**Problem details**
Report, in full, each line of the records below that contains the string "headlight".

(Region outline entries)
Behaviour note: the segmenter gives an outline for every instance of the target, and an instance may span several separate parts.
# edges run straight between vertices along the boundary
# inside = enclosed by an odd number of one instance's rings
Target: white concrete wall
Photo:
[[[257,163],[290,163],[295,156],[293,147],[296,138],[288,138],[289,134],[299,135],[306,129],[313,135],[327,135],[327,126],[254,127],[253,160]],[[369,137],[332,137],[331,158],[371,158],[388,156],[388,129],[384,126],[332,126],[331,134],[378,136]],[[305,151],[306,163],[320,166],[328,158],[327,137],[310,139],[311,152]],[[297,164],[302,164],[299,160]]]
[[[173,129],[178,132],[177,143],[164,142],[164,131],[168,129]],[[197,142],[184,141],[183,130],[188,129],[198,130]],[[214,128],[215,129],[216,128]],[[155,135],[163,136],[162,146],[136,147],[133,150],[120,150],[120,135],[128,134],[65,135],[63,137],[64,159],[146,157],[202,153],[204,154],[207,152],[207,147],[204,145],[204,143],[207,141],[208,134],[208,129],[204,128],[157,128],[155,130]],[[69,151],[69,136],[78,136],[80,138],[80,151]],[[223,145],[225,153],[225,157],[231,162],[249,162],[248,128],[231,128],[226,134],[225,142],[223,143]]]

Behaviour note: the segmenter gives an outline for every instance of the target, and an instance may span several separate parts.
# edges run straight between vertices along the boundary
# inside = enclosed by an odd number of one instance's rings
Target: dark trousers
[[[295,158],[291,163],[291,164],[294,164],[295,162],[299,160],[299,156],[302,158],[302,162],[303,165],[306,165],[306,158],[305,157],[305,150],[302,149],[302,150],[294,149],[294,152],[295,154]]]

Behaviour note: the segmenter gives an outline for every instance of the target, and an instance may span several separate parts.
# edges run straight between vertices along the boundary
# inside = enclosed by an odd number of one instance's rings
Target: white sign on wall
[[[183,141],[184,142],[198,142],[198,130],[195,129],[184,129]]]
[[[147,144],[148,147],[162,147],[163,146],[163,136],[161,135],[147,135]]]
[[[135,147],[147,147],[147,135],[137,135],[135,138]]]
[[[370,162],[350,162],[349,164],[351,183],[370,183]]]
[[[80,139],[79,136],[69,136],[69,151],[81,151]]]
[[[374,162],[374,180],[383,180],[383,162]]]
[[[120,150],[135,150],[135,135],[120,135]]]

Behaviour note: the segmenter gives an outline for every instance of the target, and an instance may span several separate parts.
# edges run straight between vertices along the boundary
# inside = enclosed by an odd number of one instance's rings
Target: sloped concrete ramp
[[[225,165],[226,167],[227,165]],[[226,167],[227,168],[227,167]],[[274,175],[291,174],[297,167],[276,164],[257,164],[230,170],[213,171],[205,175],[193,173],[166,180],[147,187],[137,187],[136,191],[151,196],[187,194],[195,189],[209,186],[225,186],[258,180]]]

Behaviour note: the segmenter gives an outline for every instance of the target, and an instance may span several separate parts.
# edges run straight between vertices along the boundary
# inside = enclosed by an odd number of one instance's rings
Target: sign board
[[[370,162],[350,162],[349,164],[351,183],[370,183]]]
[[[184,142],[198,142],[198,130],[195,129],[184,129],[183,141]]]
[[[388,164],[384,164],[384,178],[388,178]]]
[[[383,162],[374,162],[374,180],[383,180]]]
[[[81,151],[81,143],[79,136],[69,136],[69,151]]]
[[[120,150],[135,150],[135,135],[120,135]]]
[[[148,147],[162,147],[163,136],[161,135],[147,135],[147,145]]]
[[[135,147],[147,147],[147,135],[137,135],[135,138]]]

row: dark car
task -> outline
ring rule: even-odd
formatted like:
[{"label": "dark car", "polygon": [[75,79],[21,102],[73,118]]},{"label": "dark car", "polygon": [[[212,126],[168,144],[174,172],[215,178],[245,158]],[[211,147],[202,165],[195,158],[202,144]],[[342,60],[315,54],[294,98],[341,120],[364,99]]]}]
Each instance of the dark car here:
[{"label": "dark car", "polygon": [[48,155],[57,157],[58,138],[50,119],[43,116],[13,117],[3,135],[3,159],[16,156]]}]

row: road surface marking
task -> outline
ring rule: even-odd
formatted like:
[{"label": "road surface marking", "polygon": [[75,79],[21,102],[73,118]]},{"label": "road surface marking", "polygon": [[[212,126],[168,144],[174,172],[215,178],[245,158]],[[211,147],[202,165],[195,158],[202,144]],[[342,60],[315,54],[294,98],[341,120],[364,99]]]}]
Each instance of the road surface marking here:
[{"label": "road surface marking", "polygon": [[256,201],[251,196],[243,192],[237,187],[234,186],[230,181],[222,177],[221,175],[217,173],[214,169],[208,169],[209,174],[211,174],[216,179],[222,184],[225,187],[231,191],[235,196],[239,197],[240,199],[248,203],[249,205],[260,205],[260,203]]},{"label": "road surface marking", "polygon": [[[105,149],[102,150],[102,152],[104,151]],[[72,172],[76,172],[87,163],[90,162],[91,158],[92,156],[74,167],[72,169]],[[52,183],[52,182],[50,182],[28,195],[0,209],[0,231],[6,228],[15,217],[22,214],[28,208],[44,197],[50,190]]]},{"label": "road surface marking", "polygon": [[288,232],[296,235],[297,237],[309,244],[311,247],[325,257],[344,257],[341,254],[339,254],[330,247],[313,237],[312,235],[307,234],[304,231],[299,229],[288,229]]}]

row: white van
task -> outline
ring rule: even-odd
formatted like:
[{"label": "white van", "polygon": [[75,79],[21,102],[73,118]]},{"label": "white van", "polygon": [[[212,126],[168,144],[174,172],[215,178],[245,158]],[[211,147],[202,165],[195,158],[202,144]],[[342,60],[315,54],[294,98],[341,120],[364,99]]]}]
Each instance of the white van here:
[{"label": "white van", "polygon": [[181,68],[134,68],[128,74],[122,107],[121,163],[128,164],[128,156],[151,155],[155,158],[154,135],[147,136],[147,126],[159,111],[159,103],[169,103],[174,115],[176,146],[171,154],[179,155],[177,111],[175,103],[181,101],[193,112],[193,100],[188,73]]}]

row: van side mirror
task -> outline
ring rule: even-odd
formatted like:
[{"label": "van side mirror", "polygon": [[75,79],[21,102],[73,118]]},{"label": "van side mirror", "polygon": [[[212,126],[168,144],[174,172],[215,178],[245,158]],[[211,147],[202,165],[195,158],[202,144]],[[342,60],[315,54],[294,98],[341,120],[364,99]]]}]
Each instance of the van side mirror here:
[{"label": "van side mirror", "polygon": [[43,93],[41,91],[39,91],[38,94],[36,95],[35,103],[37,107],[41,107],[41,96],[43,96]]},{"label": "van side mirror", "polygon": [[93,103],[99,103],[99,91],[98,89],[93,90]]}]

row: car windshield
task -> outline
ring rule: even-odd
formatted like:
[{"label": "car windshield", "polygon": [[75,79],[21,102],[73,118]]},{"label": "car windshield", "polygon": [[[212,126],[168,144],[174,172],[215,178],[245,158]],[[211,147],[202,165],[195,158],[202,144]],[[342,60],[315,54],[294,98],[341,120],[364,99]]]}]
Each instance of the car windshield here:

==

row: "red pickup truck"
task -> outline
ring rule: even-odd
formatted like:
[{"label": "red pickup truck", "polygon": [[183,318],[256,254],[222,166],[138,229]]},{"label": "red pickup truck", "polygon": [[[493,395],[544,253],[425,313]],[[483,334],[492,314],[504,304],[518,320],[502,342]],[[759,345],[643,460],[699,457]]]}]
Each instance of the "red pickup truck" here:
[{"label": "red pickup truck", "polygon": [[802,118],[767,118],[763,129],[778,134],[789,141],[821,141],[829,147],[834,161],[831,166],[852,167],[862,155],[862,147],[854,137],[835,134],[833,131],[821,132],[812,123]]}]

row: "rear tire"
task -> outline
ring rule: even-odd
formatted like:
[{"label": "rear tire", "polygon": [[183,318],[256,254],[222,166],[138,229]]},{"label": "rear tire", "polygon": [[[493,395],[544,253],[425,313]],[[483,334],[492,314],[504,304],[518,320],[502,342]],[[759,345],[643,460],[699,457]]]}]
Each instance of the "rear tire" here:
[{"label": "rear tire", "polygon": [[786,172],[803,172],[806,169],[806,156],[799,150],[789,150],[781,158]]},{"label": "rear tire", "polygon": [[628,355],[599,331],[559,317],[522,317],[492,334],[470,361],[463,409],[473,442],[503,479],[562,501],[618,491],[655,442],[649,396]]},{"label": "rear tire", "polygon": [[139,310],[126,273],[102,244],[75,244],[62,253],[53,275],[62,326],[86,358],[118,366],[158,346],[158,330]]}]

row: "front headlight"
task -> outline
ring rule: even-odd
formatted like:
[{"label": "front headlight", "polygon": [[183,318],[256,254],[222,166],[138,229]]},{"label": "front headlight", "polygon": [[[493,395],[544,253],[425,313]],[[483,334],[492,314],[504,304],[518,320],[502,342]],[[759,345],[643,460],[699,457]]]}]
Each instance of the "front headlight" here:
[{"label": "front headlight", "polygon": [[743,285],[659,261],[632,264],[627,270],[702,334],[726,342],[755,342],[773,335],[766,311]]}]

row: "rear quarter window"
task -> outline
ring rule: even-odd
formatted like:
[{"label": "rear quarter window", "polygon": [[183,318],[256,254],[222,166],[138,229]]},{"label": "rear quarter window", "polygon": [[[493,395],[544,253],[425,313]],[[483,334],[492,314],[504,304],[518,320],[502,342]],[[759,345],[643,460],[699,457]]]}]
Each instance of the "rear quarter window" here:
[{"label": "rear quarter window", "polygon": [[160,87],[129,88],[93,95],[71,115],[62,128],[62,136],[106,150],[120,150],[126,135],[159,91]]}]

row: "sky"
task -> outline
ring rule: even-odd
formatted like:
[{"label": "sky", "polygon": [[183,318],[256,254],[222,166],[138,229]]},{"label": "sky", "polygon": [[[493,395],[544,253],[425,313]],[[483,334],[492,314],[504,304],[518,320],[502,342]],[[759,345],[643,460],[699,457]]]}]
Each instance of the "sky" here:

**Exercise result**
row: "front headlight"
[{"label": "front headlight", "polygon": [[183,318],[256,254],[222,166],[138,229]]},{"label": "front headlight", "polygon": [[[493,395],[544,253],[425,313]],[[483,334],[492,314],[504,304],[518,320],[502,342]],[[759,345],[643,460],[699,457]]]}]
Each instance of the "front headlight" here:
[{"label": "front headlight", "polygon": [[743,285],[659,261],[632,264],[627,270],[702,334],[726,342],[755,342],[773,335],[766,311]]}]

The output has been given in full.